- _What to work on_
Repeat the listing in full, preserving every character.

- _Data section_
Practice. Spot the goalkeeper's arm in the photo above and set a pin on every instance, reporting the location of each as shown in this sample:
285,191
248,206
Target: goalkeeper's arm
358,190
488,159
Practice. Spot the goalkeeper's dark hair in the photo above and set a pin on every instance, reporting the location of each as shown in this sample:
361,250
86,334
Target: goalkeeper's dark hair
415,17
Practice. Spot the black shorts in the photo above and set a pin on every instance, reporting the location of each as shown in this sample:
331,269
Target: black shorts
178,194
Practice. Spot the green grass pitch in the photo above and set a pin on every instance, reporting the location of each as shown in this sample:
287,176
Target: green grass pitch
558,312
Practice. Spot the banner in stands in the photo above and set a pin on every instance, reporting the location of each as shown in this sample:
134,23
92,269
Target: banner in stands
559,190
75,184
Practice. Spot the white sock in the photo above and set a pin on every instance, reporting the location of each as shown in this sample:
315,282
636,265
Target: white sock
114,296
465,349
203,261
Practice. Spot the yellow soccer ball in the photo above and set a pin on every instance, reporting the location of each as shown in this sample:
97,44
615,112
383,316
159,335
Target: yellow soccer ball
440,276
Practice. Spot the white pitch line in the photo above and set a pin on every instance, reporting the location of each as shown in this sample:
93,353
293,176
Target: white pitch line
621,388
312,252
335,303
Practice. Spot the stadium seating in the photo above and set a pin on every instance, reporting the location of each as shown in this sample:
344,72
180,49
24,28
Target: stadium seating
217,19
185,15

- _Response area_
Practice. Spot the goalkeeper's arm in the photo above and set a pin on every instance, reporting the location of each as shown in this sample:
285,191
248,206
Target: goalkeeper's arm
358,190
488,159
Practice. Spot the goalkeeper's dark hair in the photo above and set a pin on every instance, reporting the location of each as shown in this sample:
361,250
86,334
Target: goalkeeper's dark hair
415,17
Practice. Spot the black shorts in the photo above and set a pin on every instance, reporting the location of each as shown in this sample:
331,269
Target: black shorts
178,194
Practice. Spot the green grass pitch in the photo above and set a pin on every instance, reporting the location of each as shown in this sample:
287,176
Target: green grass pitch
558,312
Practice. Spot the banner in stands in the photo above and set a pin on every instance, reporting the location of each as shown in this sample:
134,23
92,269
Target: banner in stands
559,190
75,184
Practice. Spot the white sock in the photo above and set a pin on every instance, reporting the location of each as shown in this sample:
315,282
636,265
Target: white sock
114,296
465,349
203,261
Practice. Spot the yellow soccer ball in the photo above and set a pin on every instance, reporting the location of each as shown in this sample:
97,44
615,112
383,316
159,335
Target: yellow soccer ball
440,276
Practice. Spot the white pitch line in the photo above and set a pin on every instance, reporting the location of each as shown in this sample:
93,353
293,176
Target: white pitch line
621,388
312,252
335,303
Practice. Spot the stadium seating in the photo above and set a pin on every instance, reporting the location of each as shown in this sample:
344,72
180,49
24,28
Target: stadium seating
217,19
185,15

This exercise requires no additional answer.